> **AIM OF THE TASK**: Output the entries as they appear, skipping images.

Collected data entries
--- --- ---

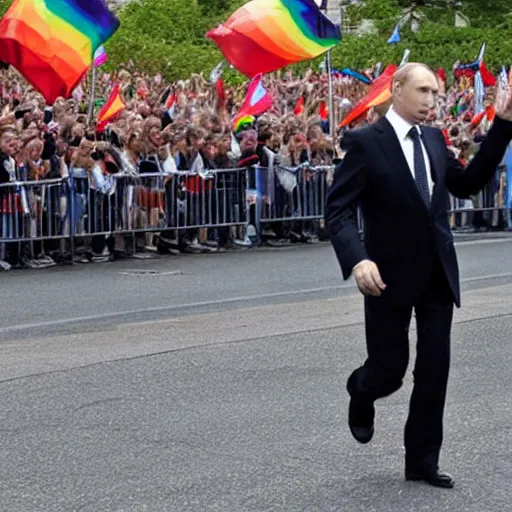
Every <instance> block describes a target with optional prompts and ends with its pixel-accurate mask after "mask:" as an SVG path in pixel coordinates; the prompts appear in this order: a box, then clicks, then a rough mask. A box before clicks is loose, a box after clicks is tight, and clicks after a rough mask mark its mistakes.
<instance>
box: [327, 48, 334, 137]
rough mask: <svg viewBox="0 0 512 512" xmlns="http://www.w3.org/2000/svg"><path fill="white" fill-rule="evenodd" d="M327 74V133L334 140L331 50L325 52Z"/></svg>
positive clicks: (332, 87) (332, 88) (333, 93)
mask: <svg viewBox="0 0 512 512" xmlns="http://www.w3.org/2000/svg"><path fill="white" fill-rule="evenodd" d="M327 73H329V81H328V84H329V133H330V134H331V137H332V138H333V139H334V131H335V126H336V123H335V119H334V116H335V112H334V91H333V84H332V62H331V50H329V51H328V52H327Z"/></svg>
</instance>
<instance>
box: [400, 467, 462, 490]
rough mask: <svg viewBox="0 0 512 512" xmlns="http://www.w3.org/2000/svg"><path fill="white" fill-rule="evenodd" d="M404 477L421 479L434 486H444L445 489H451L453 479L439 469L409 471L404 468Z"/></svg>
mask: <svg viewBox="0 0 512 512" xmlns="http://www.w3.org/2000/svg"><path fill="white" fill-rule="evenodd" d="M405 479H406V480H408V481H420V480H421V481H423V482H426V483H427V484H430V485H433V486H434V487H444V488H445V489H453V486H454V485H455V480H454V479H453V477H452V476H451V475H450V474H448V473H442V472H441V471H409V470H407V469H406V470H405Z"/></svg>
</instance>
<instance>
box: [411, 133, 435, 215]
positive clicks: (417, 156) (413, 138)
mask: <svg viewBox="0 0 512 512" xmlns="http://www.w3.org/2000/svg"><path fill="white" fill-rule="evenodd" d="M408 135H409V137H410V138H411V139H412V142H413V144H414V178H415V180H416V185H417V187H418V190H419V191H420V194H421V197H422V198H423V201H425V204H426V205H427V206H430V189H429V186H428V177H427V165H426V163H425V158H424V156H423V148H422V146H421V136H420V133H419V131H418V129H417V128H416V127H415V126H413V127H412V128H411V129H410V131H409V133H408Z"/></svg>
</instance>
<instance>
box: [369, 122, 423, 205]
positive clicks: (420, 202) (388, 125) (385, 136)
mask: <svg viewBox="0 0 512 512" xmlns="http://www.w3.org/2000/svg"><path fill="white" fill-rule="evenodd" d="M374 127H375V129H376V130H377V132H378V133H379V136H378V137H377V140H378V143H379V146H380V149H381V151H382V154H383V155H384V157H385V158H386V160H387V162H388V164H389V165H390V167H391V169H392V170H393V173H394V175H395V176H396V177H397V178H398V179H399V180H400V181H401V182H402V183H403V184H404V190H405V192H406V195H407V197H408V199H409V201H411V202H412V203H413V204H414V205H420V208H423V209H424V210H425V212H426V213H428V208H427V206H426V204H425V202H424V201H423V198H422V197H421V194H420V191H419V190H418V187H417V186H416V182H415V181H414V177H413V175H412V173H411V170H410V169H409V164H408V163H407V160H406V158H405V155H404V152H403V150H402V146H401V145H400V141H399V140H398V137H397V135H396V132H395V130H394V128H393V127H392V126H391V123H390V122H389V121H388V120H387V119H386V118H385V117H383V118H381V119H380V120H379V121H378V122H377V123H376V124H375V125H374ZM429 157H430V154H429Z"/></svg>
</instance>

--- --- ---

> **SOLUTION TO THE PROBLEM**:
Every <instance> block describes a target with optional prompts and ends with its pixel-accurate mask after "mask:" as an SVG path in pixel coordinates; the prompts appear in this order: a box, then clicks, then a rough mask. A box before clicks is loose, a box after clicks is tight, and clicks after a rough mask mark its mistakes.
<instance>
box: [327, 48, 334, 137]
rough mask: <svg viewBox="0 0 512 512" xmlns="http://www.w3.org/2000/svg"><path fill="white" fill-rule="evenodd" d="M327 74V133L334 140L331 50L325 52Z"/></svg>
positive clicks: (332, 87) (332, 88) (333, 93)
mask: <svg viewBox="0 0 512 512" xmlns="http://www.w3.org/2000/svg"><path fill="white" fill-rule="evenodd" d="M327 73H329V81H328V84H329V133H330V134H331V137H332V138H333V139H334V131H335V126H336V123H335V119H334V116H335V112H334V91H333V84H332V62H331V50H329V51H328V52H327Z"/></svg>
</instance>
<instance>
box: [400, 467, 462, 490]
rough mask: <svg viewBox="0 0 512 512" xmlns="http://www.w3.org/2000/svg"><path fill="white" fill-rule="evenodd" d="M404 477L421 479L434 486H444L445 489H451L453 479L439 469L409 471L404 468Z"/></svg>
mask: <svg viewBox="0 0 512 512" xmlns="http://www.w3.org/2000/svg"><path fill="white" fill-rule="evenodd" d="M405 479H406V480H408V481H420V480H421V481H423V482H426V483H427V484H430V485H433V486H434V487H444V488H445V489H453V486H454V485H455V480H454V479H453V477H452V476H451V475H450V474H448V473H442V472H441V471H409V470H407V469H406V470H405Z"/></svg>
</instance>
<instance>
box: [411, 133, 435, 215]
positive clicks: (417, 156) (413, 138)
mask: <svg viewBox="0 0 512 512" xmlns="http://www.w3.org/2000/svg"><path fill="white" fill-rule="evenodd" d="M408 135H409V137H410V138H411V139H412V142H413V144H414V178H415V180H416V185H417V187H418V190H419V191H420V194H421V197H422V198H423V201H425V204H426V205H427V206H430V189H429V186H428V177H427V165H426V163H425V158H424V156H423V148H422V146H421V136H420V133H419V131H418V129H417V128H416V127H415V126H413V127H412V128H411V129H410V131H409V133H408Z"/></svg>
</instance>
<instance>
box: [369, 122, 423, 205]
positive clicks: (420, 202) (388, 125) (385, 136)
mask: <svg viewBox="0 0 512 512" xmlns="http://www.w3.org/2000/svg"><path fill="white" fill-rule="evenodd" d="M374 127H375V129H376V130H377V132H378V133H379V136H378V137H377V140H378V143H379V146H380V149H381V151H382V154H383V155H384V157H385V158H386V160H387V162H388V164H389V165H390V167H391V169H392V170H393V173H394V175H395V176H396V177H397V178H398V179H399V180H400V181H401V182H402V183H403V184H404V190H405V192H406V195H407V197H408V199H409V201H411V202H412V203H413V204H414V205H420V208H423V209H424V210H425V212H426V213H428V208H427V206H426V204H425V202H424V201H423V198H422V197H421V194H420V191H419V190H418V187H417V186H416V182H415V181H414V177H413V175H412V173H411V170H410V169H409V164H408V163H407V160H406V158H405V155H404V152H403V150H402V146H401V145H400V141H399V140H398V137H397V135H396V132H395V130H394V128H393V127H392V126H391V123H390V122H389V121H388V120H387V119H386V118H385V117H383V118H381V119H380V120H379V121H378V122H377V123H376V124H375V125H374ZM429 157H430V154H429Z"/></svg>
</instance>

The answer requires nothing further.